Data records:

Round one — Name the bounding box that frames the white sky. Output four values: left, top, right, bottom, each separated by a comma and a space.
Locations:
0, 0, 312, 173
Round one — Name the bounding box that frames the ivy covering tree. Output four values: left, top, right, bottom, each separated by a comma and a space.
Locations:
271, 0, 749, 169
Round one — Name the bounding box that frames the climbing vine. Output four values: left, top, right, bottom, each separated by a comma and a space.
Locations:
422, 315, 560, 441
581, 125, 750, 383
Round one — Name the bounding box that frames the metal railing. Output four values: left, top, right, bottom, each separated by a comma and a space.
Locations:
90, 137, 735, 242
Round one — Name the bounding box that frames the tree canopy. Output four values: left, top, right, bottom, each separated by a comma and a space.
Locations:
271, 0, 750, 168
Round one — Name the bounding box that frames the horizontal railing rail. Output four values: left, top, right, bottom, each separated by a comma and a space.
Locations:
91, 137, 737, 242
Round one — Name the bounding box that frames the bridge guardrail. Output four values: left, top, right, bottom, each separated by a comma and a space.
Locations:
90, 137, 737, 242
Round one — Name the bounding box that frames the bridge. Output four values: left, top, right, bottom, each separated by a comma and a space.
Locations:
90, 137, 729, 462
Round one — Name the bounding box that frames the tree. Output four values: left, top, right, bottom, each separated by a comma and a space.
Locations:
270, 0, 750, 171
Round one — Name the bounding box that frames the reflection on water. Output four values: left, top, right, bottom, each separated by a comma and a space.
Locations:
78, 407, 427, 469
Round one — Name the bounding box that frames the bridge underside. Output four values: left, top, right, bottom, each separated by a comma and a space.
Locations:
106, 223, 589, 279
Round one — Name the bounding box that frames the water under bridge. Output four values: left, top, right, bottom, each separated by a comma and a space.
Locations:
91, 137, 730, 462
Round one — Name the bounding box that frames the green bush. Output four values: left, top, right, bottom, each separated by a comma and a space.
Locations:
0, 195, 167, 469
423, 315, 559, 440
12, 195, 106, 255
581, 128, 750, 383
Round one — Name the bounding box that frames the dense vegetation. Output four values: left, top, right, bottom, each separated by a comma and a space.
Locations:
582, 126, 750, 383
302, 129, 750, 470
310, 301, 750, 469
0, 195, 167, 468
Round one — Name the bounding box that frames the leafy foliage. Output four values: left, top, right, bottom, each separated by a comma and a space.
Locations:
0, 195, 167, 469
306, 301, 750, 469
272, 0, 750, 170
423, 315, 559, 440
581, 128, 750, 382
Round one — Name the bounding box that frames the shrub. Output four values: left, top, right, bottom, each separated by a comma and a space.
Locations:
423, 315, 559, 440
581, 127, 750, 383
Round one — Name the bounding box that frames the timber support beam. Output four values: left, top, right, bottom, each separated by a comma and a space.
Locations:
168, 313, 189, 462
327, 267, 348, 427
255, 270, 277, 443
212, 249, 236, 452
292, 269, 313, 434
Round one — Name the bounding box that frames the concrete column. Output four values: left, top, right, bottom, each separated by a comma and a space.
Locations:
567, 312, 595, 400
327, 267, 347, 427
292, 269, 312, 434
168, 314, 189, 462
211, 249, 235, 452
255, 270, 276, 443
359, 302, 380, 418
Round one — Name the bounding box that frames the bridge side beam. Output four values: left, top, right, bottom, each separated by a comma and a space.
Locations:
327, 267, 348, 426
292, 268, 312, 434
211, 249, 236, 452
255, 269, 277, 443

Work to complete: Every line of the listing, first to last, should be retyped exactly.

Exercise solution:
Round one — Name the bounding box that frames the white sky. Output four values: left, top, right, bottom, each separated by a comma and a space.
Locations:
0, 0, 312, 173
Round one — Name the bounding box that frames the ivy covering tree. Output four values: left, top, right, bottom, each separated by a comma and a space.
Locations:
271, 0, 749, 169
Round one — Name the bounding box that frames the climbing vine. Output four values: left, top, right, bottom, each separated by a comma and a space.
Locations:
422, 315, 560, 441
581, 125, 750, 383
Round one — Name the bounding box that frames the metal railing. Output four values: left, top, right, bottom, each separated by a comma and a space.
Locations:
90, 137, 735, 242
Round one — Name the bounding box that frames the tree canopy. Output four values: left, top, right, bottom, each separated by a comma and a space.
Locations:
271, 0, 750, 168
Round one — Name the bounding box that frames the horizontal railing rail. Output four values: left, top, right, bottom, each separated by a comma and a space.
Locations:
91, 137, 737, 242
Round one — Name the bounding box that frames the bridge guardrail. Output four values: left, top, right, bottom, each separated by a comma and a space.
Locations:
90, 137, 737, 242
Round one — Name the bounding box that frames the bridge. Output four values: left, top, right, bottom, each separated by a comma and a space.
Locations:
90, 137, 729, 462
Round one — Name the bounding box that frames the tree. Output four values: left, top, right, bottom, each separated by a comma and a space.
Locations:
270, 0, 750, 171
Round one — Name the bounding box that frames the reflection on water. Output four values: left, top, right, bottom, each separated by a comma and a space.
Locations:
78, 407, 427, 469
Round one — Name the bounding box that frames the bridge underside. Output four values: left, top, right, bottom, each separated by a comma and a space.
Locations:
106, 223, 589, 279
Round one — Name the bounding box that frames the water under bridge. Output four values: left, top, right, bottom, each separated by a comma and a space.
Locations:
91, 137, 730, 462
Round one — Name the bounding box that frames the green bush. Output four values: left, top, right, bottom, each separated by a comma and a space.
Locations:
0, 195, 167, 469
423, 315, 559, 440
12, 195, 106, 255
581, 128, 750, 383
Round one — Name the bounding box that frames the dense vegetation. Output four values: left, top, right, bottom, each separated by a comma and a space.
Locations:
582, 126, 750, 383
302, 129, 750, 470
310, 301, 750, 469
0, 195, 167, 468
Round one — Name the bounding box that frames the leafy foliage. Output four values: left, top, right, bottom, each separated by a comma and a space.
Locations:
0, 195, 167, 469
306, 301, 750, 469
272, 0, 750, 170
423, 315, 559, 440
581, 128, 750, 382
Round one — Name the bounding box that frames the shrub. Output four values: left, top, right, bottom, each separated by a comma and a space.
Locations:
423, 315, 559, 440
581, 127, 750, 383
Round one — Name the bounding box that frames the timber support beam. Output four values: left, top, right, bottom, each separated by a comma and a space.
Locations:
168, 313, 189, 462
327, 267, 348, 427
255, 270, 277, 443
212, 249, 236, 452
292, 269, 313, 434
Round one — Name the bounding box that frames the concrete column. Output four values: left, top, right, bottom, each separated by a comma and a space.
Locations:
567, 312, 595, 400
327, 267, 347, 427
292, 269, 312, 434
168, 314, 189, 462
211, 249, 235, 452
255, 270, 276, 443
359, 302, 380, 418
Round one — Name the bounding box that frames the bridge side beam. Output four values: left, top, right, bottom, each separated by a comma and a space.
Locations:
327, 267, 348, 426
292, 268, 312, 434
211, 249, 236, 452
255, 269, 277, 443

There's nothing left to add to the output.